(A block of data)
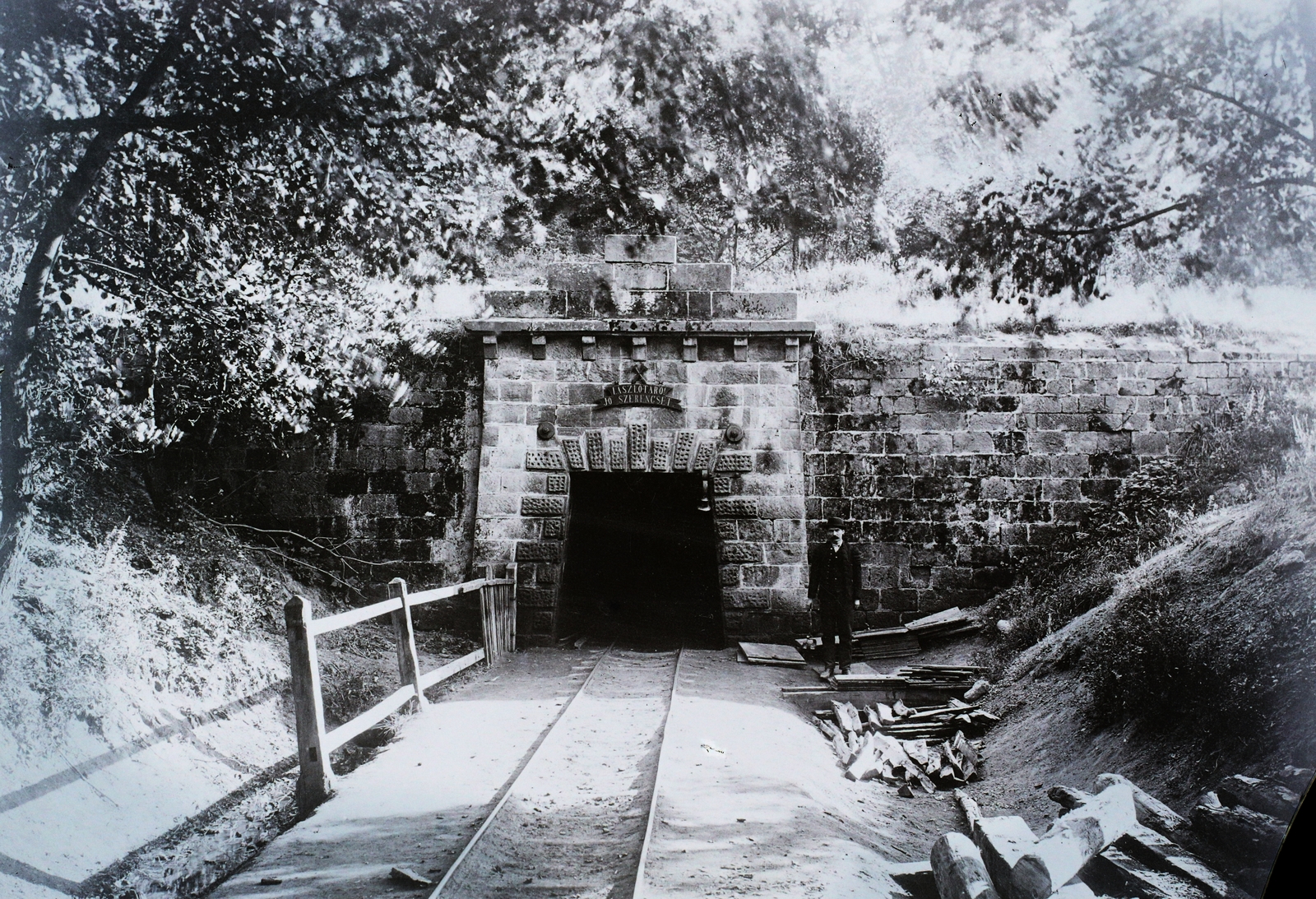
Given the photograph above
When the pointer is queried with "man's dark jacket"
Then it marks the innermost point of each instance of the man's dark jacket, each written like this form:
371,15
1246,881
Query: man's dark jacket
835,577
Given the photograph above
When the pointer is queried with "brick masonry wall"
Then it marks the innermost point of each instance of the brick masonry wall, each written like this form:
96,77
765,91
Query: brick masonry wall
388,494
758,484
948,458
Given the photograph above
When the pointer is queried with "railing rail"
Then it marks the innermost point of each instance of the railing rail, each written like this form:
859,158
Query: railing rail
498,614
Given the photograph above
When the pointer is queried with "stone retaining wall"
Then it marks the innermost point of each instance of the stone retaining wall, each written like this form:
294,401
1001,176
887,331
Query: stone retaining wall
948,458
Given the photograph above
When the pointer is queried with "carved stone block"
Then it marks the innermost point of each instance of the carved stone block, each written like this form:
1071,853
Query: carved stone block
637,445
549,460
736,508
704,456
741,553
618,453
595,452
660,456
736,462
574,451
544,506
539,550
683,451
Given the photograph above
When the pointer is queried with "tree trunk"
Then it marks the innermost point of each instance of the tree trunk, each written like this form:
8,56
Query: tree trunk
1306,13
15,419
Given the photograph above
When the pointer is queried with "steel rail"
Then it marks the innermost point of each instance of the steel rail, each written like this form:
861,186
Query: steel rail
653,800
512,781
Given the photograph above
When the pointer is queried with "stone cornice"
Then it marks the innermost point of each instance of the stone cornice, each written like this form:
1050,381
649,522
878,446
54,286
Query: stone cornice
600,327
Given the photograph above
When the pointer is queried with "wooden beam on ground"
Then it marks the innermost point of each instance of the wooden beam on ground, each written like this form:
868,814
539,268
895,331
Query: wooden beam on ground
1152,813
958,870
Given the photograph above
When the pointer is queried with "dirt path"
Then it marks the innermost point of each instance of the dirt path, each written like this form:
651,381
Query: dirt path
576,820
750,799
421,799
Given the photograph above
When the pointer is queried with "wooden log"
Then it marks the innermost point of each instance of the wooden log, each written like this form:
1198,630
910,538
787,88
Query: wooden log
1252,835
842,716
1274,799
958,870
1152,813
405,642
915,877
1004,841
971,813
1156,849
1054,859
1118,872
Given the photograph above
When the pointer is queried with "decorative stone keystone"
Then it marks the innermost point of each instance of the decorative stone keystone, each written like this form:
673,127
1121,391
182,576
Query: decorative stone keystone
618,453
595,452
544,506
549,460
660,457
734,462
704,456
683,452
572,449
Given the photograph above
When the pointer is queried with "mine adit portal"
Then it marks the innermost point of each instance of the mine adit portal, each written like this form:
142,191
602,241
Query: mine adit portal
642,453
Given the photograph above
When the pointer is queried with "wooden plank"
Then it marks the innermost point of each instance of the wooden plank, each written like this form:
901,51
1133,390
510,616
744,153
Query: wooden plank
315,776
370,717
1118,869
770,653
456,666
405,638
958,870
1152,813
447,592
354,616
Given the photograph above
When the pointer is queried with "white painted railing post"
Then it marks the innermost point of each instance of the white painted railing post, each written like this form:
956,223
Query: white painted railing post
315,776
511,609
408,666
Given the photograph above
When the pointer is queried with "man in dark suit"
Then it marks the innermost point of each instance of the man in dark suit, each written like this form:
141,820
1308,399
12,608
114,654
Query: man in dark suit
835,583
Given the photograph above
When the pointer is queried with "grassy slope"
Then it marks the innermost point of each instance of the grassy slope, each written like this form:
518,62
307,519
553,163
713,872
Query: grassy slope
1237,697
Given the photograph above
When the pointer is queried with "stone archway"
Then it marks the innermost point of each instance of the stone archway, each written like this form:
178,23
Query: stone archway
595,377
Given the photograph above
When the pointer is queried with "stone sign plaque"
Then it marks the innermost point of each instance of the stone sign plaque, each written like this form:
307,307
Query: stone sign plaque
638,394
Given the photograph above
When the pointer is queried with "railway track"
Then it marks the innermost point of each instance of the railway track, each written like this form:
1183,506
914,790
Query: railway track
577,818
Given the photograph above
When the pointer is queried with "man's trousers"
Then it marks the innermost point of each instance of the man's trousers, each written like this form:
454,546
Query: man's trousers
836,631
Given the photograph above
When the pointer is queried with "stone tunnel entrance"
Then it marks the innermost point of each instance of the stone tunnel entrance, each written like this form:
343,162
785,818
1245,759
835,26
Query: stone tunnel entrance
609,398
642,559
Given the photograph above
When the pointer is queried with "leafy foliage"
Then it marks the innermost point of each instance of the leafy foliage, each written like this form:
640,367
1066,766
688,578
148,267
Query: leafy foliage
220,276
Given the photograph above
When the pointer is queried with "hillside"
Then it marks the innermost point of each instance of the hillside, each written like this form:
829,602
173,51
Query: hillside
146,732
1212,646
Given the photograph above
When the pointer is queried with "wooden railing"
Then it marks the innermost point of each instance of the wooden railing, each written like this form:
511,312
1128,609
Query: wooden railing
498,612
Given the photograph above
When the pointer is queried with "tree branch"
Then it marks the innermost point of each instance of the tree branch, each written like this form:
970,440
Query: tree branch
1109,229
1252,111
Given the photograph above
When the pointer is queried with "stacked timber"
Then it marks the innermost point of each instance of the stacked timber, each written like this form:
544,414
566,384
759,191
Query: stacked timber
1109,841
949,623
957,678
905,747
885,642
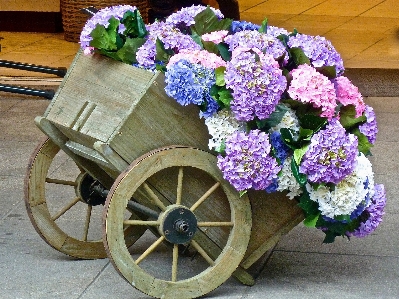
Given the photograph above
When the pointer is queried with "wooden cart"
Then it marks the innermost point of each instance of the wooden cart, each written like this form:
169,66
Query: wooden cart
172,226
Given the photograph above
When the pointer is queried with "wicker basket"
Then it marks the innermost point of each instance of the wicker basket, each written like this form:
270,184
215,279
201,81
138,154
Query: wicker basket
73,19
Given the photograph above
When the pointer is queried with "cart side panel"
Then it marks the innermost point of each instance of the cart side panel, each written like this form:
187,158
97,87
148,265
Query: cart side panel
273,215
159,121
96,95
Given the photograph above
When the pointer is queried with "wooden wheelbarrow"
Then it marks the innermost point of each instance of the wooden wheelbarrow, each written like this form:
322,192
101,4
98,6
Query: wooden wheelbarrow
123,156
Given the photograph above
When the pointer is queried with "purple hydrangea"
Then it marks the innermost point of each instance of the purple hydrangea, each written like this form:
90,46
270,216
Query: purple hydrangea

__REQUIRED WORK__: List each line of the data above that contains the string "sign", copying every such line in full. Case counts when matching.

__RESULT OF THIS TASK__:
When the pointer is queried with "stone sign plaque"
Then it marks the innermost point of each instance of the stone sign plaque, each written like this form:
Query: stone sign plaque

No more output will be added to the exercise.